[Instruction] Copy out exactly the lines from the line containing "the black smokestack" to the end of the listing.

-- START Dataset extract --

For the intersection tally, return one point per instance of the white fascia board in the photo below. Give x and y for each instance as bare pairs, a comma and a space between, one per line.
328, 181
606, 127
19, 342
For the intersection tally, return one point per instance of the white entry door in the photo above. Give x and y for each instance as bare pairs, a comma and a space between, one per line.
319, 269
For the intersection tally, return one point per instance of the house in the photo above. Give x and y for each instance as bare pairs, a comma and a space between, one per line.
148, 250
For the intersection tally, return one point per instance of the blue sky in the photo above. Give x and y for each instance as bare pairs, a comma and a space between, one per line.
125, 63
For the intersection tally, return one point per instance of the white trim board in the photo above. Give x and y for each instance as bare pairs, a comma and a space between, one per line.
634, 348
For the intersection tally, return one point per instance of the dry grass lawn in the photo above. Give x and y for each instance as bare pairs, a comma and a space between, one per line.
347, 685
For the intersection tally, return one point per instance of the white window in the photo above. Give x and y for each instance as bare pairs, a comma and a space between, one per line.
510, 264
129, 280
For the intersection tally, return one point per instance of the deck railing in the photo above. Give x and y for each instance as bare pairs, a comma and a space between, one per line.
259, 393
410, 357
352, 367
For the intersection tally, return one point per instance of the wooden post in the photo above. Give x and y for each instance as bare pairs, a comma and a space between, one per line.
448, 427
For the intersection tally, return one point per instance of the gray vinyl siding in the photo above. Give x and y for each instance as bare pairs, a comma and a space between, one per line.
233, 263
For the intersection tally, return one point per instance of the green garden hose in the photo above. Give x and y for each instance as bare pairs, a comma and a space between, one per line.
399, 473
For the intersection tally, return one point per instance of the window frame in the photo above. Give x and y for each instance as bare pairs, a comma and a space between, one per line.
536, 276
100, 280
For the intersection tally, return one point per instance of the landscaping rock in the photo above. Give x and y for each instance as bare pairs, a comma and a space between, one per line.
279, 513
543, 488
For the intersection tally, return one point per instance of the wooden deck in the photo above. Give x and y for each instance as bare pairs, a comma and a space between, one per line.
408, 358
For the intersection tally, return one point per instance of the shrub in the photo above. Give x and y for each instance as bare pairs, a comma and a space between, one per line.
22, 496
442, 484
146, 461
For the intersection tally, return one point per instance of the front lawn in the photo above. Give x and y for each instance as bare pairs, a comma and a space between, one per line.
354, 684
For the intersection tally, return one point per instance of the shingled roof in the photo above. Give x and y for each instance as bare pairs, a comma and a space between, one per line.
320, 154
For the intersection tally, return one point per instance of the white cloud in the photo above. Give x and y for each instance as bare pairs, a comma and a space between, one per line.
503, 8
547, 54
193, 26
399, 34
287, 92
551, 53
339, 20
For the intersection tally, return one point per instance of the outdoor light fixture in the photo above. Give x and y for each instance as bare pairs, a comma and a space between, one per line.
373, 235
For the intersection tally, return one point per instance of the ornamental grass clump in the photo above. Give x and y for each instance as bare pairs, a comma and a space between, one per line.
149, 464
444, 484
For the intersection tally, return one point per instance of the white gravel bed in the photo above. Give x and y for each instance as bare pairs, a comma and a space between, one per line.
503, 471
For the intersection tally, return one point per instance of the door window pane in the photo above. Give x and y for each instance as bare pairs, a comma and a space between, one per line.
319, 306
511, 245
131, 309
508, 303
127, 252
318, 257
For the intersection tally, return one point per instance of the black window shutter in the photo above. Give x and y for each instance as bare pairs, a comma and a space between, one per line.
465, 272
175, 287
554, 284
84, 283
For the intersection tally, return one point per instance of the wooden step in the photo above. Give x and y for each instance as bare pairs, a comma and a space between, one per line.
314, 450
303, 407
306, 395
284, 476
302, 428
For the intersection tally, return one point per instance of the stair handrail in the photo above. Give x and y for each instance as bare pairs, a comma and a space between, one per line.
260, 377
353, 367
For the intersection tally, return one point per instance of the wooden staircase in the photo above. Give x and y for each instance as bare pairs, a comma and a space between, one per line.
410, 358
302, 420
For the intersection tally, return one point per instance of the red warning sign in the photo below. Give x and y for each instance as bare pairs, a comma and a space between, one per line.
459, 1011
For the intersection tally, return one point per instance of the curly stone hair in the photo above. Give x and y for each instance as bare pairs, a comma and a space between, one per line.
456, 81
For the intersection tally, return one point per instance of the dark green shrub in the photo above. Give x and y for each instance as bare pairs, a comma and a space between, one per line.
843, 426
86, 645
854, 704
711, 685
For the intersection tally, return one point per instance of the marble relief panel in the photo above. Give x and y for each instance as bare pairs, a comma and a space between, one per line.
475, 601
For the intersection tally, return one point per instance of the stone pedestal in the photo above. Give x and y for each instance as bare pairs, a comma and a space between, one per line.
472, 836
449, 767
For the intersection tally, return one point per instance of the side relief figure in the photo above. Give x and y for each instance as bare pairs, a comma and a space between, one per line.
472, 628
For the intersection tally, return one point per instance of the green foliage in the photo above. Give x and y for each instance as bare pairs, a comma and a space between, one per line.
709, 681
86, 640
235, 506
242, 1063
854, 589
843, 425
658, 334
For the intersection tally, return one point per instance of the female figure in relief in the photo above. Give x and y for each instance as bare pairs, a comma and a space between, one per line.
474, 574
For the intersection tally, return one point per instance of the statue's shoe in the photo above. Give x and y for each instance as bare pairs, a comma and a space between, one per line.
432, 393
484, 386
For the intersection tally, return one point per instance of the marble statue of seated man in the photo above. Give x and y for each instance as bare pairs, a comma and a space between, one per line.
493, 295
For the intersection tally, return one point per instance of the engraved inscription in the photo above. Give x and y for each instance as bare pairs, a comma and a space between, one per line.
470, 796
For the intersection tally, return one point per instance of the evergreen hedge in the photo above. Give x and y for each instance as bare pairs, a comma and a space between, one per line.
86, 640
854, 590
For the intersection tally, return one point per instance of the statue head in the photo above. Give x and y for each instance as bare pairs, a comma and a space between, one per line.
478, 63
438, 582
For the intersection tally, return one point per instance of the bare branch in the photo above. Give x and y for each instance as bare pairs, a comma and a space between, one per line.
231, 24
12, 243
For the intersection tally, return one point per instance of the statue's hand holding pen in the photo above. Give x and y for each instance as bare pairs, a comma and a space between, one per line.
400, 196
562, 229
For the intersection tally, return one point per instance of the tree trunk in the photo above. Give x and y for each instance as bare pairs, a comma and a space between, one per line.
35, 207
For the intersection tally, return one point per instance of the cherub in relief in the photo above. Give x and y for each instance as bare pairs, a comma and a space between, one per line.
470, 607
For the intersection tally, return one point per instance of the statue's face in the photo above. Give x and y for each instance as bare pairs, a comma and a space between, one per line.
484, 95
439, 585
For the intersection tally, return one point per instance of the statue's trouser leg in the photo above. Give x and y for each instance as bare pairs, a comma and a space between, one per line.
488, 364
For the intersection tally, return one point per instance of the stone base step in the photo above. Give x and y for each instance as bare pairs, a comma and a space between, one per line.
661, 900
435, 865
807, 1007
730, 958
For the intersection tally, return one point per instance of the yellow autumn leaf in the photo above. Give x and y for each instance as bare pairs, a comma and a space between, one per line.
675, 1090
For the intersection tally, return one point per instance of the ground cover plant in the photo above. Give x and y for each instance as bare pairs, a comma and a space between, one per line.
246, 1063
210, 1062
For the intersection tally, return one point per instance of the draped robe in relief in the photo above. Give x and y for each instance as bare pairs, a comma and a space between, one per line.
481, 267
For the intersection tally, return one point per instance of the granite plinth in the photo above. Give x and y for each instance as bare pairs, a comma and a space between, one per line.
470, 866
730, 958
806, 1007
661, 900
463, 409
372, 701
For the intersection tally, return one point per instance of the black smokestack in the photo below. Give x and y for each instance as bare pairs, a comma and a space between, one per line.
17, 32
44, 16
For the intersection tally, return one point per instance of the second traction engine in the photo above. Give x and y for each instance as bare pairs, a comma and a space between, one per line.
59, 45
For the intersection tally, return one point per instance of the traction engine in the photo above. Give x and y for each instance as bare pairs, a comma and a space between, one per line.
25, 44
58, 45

-- END Dataset extract --

[Output]
For the intersection tally, return one point per instance of the black smokestack in the photo below. Give x and y for each instance as bare pairs, a comma and a space between, one per line.
17, 32
44, 16
For the intersection tally, return one point per instance of the second traction engine in the photo above. Give x and y for each instance as bare pairs, a comma and a space between, one per line.
59, 45
For the intersection tally, return one point per instance of the traction engine in the photo above. Give x and y for each instance as bare pairs, a comma and a space between, one per line.
25, 44
58, 45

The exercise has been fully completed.